[Location labeling records]
━━━━━━━━
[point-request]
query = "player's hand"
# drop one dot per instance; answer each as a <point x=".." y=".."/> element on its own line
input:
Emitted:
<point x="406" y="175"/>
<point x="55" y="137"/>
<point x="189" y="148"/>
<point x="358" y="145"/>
━━━━━━━━
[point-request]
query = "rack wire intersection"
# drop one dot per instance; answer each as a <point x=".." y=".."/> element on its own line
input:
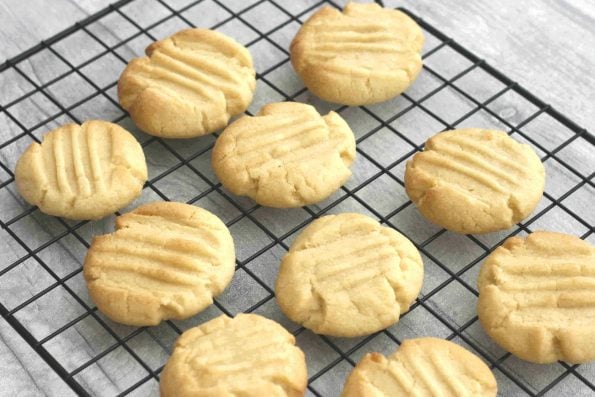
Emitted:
━━━━━━━━
## Exercise
Count the lines in the data above that contain the string "query", and reply with only the number.

## Exercise response
2